JOB A -> In the SAT advice post below, roughly how many vocabulary words had the writer memorized by the end of the sophomore English class?

>> START GIVEN PASSAGE

Friends, I am not those people, but I still managed to score in the 99th percentile on the SAT.  I’m not a genius (ask the neighbors whose mailbox I destroyed because I was in reverse when I thought I was in drive), and I had a relatively normal upbringing in the public schools of North Carolina. I also did not do particularly well on the PSAT, which is generally an indicator of strength on the SAT.

So how is it that I scored above a 2200 on the SAT and only took it ONCE? I’m glad you asked (I know you didn’t ask, and I, in fact, asked, but just go with it, OK?)

1.  Learn A LOT of Vocabulary

My English teacher my sophomore year was a tough cookie.  She had us reading multiple books in A WEEK sometimes and assigned us 25 vocabulary words every week that we had to know backwards and forwards.  By the end of her class I had memorized something like 750 vocabulary words.  At the time I thought she was a demonic monster sent to destroy my young adulthood, but when I sat down to take the SAT I knew EVERY WORD.

Many intelligent professionals wouldn’t know every word on the SAT, but I was prepared.  I was OVER prepared, but it sure did pay off in the completing the sentence section of the SAT.  Vocabulary is also super useful for the reading comprehension section.  A lot of the “difficult” passages on the SAT just use hard language.  If you can understand the words used, you can understand the passage.

2.  Review Math Basics

The math on the SAT is sometimes tricky, but it is NEVER complex.  You aren’t ever asked to do calculus or geometric proofs.  You aren’t even asked to do complicated algebra involving imaginary numbers.  All you have to do is basic Algebra, geometry, and a pinch of probability.  That’s really it.  Many of you are finding derivatives or analyzing distribution curves in statistics, but none of that stuff is really that useful on the SAT, which is why many advanced students feel unprepared for the Math section.

My Junior year I was behind the geniuses in math, meaning I was taking a pre-calculus course instead of calculus, but my teacher was extremely thorough in reviewing all the math concepts we would need going forward.  We reviewed area and probability. We reviewed graphing linear functions and understanding sets and sequences.  We reviewed the stuff on the SAT! We were also forced to do something that I make ALL my students do, which is break down word problems to figure out what they are actually asking.  Many students know the skills, but have trouble translating word problems to equations and concepts.  This exercise prepared me for just that. Oh, and we weren’t allowed to use a calculator for the entire year.

3.  Learn to Work without a Calculator

Technically, you do not need a calculator for the SAT. Everything that is asked can be done with paper and pencil.  Because of this, the SAT rewards people who can work without a calculator.  The biggest place this is evident is working with fractions.  Students fear fractions like the plague and have become so used to their calculators that they don’t feel comfortable leaving answers as fractions.

>> END GIVEN PASSAGE
>> START DATA SUPPLIED

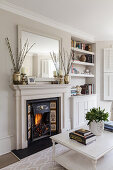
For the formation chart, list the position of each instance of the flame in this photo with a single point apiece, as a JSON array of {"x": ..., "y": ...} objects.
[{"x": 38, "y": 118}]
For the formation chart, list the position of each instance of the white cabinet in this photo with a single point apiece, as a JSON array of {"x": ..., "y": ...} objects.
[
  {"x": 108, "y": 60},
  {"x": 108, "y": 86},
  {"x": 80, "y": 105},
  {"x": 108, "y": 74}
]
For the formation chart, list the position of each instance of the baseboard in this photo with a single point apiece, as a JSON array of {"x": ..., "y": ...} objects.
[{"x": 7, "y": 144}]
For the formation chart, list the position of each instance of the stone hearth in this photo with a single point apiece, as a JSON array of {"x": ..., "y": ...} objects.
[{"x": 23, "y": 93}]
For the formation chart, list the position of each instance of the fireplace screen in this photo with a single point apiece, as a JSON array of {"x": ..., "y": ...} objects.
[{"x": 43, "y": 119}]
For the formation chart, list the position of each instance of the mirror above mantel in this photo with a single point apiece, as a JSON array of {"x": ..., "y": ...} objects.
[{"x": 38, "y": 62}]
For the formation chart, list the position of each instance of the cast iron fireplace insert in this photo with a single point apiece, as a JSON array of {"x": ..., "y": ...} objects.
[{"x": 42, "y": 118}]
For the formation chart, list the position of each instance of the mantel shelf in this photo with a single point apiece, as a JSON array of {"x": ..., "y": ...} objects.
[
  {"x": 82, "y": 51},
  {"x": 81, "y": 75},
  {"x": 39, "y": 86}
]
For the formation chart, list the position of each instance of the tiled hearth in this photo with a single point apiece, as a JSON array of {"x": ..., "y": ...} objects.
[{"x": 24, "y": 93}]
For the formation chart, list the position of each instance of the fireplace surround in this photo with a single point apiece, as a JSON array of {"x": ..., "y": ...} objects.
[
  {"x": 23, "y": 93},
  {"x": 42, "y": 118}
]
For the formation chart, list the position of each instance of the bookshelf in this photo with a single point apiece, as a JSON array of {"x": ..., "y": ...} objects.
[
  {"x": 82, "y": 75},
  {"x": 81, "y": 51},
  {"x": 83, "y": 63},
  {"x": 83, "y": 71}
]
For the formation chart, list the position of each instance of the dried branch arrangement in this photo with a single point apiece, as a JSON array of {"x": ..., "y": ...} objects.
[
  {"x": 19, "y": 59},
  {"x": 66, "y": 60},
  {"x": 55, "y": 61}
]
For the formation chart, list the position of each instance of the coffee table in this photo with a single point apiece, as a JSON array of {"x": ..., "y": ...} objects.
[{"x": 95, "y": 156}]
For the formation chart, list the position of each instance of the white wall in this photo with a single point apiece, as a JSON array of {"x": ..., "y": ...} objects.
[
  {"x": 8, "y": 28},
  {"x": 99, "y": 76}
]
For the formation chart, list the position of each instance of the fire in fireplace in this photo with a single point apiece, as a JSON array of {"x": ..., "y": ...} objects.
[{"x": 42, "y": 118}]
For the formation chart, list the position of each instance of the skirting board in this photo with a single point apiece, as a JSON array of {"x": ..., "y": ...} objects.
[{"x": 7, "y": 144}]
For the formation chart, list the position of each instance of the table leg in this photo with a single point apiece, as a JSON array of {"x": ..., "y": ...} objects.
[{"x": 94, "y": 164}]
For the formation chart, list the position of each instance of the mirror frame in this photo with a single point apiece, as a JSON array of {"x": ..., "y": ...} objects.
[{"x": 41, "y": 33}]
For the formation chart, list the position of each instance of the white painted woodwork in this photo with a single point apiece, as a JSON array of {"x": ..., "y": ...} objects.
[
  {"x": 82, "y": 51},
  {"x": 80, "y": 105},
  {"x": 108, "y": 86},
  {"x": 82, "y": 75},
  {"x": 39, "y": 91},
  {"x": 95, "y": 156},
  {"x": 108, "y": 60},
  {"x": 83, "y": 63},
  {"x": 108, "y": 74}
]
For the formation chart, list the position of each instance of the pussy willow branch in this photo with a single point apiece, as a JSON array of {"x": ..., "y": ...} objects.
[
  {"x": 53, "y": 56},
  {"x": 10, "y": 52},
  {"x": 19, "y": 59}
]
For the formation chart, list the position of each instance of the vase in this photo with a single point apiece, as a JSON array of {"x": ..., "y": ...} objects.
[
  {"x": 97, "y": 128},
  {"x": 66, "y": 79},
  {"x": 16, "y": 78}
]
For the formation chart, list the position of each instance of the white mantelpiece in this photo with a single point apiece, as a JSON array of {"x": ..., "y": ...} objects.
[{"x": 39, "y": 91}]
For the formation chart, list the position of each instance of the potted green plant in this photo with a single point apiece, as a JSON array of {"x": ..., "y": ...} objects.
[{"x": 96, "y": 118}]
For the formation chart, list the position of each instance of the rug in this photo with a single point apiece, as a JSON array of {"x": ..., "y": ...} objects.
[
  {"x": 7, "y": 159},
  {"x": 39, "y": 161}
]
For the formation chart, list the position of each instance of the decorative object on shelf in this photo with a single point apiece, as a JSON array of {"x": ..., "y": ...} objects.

>> END DATA SUPPLIED

JOB B -> Pick out every line of the records above that contains the string "mirror", and copy each one in full. Case counts.

WRITTEN REPLY A -> Something like 750 vocabulary words.

WRITTEN REPLY B ->
For the formation chart, list the position of each instance of the mirror above mantel in this photo with a single point apiece, as a JSON array of {"x": ..., "y": ...} objects.
For the formation chart, list the position of each instance of the mirror frame in this photo with a single point apiece, as a JSON array of {"x": ..., "y": ...} objects.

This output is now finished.